**WHAT TO WORK ON**
In the text below on Microsoft's token numbers, list every token figure in the projected sequence that the growth estimate produces if it continues.

We have some actual numbers on tokens! In their commentary on the latest earnings report, Microsoft report:

We processed over 100 trillion tokens this quarter, up 5X year-over-year – including a record 50 trillion tokens last month alone

So we’ve got a baseline, and can estimate a growth rate. Assuming exponential growth and a three month token split of 19/31/50 we get 62% month on month growth, or, if it keeps going 100 T → 424 T → 1.8 P → 7.6 P, which is lower than the 5x yoy growth MS quote.

If this growth continues for a year, we get to 9.9 quadrillion tokens for the next 12 months and 1.10TWh power 1. Again this is ignoring everything except pure token compute. You could add in a factor for PUE, networking, storage etc. We’re also only looking at inference and ignoring training, so it’s as rough an estimate as it can be.

This is a lot of power, but it’s across Microsoft’s worldwide data centres. They don’t give a figure for data centre energy use, but they do provide figures for total energy use across the organisation - 23.6TWh in FY2023, with most of that likely to be Azure according to analysts. It’s also growing rapidly: 11TWh in 2020, then 14, 18 and 24. Since that growth started before the LLM take off, it feels safe to assume that most of it is due to general growth in cloud, not just AI.

**LISTED ENTRIES**
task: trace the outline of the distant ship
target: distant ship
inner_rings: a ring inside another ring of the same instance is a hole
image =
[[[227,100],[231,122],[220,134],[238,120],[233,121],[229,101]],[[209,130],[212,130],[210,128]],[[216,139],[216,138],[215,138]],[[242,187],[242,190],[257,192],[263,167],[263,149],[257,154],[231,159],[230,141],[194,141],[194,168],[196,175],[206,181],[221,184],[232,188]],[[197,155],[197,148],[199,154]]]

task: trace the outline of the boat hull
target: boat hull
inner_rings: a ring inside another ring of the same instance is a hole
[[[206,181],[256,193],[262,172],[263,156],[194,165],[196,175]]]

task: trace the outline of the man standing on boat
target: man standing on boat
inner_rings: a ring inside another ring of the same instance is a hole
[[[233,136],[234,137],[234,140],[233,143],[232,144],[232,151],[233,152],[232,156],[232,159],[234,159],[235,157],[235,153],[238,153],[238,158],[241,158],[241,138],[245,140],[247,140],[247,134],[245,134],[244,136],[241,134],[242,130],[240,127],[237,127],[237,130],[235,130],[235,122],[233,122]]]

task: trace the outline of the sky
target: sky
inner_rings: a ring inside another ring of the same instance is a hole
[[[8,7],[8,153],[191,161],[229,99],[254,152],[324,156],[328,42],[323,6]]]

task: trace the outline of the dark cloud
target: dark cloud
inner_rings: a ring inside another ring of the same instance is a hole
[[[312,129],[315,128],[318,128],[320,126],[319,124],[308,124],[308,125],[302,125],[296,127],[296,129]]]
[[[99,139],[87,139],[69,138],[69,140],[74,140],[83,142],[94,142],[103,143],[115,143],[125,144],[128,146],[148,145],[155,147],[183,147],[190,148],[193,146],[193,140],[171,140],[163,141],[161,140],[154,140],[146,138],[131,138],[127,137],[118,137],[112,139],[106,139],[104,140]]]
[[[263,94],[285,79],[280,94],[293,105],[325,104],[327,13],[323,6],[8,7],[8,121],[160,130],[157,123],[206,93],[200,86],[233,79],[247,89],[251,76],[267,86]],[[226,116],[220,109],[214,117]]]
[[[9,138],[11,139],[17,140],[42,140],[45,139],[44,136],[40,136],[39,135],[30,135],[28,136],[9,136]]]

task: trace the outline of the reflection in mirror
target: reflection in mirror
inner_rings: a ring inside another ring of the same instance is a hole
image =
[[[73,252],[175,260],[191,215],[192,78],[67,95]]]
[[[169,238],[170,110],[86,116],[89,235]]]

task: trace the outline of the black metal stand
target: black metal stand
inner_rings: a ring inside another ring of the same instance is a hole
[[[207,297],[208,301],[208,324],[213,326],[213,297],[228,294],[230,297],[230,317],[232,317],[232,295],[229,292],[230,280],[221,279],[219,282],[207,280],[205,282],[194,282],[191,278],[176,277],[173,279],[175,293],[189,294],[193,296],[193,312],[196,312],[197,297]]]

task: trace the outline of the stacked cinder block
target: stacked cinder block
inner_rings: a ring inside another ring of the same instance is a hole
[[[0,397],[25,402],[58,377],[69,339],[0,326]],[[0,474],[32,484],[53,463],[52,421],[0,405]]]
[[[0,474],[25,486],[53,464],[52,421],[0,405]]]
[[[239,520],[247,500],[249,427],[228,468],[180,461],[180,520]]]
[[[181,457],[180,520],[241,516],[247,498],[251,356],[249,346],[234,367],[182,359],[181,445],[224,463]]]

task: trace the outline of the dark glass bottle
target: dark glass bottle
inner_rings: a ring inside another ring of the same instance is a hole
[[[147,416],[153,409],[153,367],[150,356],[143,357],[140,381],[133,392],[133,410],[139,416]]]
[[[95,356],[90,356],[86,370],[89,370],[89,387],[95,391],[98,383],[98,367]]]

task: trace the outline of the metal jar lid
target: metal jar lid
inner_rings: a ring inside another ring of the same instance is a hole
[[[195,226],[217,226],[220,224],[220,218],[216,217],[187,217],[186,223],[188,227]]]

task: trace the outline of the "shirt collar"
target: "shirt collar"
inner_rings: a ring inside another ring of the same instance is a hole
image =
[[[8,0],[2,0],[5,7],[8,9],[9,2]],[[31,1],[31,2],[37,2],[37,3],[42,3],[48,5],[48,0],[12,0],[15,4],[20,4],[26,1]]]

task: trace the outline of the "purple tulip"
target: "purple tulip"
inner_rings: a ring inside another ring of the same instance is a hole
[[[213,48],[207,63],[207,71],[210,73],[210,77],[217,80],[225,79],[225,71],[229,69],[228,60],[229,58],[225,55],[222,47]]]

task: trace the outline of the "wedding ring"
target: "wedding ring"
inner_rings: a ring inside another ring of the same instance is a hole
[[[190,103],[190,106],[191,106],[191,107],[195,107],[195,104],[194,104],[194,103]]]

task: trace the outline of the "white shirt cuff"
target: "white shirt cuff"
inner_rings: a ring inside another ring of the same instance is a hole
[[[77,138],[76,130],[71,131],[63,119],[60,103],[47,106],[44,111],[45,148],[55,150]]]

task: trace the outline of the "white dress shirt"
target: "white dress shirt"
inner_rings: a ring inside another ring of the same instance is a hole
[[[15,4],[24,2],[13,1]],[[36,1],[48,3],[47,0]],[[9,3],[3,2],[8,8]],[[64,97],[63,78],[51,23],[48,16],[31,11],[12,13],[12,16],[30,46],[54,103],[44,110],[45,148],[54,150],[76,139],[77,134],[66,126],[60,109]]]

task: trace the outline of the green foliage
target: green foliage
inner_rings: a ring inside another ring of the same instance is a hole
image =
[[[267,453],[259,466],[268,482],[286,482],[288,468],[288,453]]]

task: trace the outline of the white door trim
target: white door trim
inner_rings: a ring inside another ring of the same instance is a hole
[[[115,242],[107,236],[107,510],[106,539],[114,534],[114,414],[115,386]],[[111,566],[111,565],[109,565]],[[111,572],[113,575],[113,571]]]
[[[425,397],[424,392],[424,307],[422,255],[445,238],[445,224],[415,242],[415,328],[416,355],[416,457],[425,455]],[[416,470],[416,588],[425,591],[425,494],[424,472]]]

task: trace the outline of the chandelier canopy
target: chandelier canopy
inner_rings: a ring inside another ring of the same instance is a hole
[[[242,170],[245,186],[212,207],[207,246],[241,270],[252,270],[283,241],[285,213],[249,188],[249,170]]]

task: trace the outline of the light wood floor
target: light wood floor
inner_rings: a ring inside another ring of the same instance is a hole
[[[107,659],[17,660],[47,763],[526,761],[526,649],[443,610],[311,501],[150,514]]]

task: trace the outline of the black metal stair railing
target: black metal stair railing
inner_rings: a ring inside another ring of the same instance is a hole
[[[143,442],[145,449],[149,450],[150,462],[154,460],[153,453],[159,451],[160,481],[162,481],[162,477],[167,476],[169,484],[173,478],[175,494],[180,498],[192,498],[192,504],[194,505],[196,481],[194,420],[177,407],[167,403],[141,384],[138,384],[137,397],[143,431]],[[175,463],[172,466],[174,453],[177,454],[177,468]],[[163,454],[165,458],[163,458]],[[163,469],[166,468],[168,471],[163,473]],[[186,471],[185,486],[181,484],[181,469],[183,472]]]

--

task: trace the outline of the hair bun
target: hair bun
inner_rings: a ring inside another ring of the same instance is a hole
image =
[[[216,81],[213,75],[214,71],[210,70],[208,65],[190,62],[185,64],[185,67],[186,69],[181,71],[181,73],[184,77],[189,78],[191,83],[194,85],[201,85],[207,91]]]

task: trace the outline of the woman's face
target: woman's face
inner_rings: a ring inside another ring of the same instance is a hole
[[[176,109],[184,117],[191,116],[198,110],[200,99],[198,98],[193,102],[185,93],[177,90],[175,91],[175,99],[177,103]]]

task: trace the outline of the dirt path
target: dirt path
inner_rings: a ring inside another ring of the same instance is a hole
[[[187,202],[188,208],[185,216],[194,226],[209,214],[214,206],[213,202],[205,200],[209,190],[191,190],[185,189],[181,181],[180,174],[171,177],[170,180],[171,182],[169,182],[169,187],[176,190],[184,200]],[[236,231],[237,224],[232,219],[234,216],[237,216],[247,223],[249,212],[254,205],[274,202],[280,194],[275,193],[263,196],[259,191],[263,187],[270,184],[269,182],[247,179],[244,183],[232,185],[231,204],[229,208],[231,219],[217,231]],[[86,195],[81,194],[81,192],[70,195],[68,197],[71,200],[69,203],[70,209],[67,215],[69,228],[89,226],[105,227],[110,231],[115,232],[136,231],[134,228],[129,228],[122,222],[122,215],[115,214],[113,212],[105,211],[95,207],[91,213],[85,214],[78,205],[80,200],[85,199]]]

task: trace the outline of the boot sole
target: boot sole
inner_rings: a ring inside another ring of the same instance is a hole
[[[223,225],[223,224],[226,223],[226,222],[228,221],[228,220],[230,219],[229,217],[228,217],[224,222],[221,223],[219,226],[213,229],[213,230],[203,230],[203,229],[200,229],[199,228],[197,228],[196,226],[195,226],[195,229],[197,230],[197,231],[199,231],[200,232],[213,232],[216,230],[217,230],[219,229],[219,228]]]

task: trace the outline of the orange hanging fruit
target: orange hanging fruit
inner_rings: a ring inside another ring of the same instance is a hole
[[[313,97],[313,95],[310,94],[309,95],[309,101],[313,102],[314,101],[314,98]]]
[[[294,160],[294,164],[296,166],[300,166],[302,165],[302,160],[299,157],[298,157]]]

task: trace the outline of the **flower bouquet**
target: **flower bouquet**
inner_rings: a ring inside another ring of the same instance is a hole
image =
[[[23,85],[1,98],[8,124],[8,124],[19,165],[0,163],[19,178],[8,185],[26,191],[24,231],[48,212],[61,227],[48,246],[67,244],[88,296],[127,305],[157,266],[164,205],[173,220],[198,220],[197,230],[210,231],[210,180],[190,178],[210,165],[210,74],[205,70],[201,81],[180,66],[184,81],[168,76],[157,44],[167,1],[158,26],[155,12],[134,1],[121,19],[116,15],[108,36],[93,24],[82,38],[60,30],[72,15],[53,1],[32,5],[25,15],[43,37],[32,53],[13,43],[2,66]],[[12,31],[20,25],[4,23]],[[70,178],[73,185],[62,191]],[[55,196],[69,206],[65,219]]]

==

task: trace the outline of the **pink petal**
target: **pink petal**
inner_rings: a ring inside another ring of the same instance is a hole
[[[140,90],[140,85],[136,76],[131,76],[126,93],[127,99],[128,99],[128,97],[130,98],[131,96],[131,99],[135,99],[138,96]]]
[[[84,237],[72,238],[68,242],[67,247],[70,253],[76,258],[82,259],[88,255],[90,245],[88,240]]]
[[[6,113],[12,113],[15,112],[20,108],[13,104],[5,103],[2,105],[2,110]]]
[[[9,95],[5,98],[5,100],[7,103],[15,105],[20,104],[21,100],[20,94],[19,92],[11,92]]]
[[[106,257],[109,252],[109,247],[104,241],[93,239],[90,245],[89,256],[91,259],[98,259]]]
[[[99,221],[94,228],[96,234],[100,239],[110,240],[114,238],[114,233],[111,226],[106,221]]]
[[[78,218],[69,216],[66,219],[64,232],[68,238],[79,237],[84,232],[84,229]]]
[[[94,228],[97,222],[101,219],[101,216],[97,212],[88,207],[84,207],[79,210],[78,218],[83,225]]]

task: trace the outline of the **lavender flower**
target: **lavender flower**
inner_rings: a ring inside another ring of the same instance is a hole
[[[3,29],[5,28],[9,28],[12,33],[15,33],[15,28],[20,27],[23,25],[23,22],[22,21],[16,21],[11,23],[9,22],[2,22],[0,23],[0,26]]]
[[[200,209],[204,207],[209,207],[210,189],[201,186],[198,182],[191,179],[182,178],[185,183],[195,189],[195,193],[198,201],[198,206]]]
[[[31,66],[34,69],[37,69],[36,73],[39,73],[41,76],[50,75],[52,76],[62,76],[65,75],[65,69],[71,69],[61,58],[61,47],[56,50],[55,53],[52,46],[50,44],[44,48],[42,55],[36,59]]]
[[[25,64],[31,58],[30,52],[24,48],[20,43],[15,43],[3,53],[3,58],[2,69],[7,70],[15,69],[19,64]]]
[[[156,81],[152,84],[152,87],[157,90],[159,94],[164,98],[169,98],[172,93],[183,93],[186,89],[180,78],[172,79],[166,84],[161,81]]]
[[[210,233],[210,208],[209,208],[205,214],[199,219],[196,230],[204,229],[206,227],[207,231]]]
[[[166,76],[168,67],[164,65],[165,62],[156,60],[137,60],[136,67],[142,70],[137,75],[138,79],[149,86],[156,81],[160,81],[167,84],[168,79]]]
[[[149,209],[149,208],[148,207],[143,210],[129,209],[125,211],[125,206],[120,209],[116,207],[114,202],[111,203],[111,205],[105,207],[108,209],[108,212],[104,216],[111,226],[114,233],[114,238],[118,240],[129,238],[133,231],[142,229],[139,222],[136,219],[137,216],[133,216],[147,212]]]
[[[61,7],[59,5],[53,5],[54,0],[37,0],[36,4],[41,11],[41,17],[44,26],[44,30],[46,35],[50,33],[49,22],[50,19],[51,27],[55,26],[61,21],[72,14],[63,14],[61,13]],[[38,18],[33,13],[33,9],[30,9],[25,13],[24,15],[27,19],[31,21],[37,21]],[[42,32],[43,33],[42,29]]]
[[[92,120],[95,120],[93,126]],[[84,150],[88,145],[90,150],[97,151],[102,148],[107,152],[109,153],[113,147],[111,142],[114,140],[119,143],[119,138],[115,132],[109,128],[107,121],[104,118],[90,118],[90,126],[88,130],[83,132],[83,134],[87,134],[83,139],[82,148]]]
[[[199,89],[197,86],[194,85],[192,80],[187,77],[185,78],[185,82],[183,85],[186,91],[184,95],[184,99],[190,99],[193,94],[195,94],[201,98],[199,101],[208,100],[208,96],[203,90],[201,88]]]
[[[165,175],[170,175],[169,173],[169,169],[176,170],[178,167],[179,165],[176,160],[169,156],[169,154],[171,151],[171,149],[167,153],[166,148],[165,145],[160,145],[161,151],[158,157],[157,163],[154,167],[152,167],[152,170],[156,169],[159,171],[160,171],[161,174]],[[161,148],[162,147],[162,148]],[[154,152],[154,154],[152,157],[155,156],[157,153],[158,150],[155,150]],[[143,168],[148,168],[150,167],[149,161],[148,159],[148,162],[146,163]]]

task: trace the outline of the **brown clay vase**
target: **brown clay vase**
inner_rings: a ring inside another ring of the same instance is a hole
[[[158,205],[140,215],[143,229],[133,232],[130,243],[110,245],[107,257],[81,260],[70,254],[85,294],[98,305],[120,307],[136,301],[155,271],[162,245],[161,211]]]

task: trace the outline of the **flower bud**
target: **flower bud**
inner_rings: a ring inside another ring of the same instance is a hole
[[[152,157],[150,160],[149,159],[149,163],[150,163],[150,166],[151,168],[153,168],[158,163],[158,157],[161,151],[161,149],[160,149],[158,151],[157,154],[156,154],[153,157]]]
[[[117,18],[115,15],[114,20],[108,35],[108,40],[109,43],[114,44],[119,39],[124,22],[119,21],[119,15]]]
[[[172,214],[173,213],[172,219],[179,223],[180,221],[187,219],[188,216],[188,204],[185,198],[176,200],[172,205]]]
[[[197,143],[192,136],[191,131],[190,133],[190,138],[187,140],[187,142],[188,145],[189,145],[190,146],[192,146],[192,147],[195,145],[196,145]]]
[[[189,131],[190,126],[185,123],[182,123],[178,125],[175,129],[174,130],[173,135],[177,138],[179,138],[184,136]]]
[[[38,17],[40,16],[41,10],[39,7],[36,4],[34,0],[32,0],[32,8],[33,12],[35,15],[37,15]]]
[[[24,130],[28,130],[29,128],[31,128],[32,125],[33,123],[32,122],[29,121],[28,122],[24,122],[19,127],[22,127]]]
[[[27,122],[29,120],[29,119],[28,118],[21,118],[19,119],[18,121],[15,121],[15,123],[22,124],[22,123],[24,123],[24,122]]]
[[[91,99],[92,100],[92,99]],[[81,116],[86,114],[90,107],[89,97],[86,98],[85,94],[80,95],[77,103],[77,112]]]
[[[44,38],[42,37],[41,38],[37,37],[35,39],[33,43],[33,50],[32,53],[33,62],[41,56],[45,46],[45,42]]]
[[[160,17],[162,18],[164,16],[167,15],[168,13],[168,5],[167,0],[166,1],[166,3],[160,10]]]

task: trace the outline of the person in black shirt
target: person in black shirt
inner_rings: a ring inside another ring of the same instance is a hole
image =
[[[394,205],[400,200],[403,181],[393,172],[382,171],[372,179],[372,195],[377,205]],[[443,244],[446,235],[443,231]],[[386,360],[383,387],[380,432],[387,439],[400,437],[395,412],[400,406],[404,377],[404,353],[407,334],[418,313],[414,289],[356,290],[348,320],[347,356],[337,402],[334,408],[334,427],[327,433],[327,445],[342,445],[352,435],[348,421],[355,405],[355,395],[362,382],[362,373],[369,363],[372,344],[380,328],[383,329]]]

**ANSWER FOR THIS EXERCISE**
100 T, 424 T, 1.8 P, 7.6 P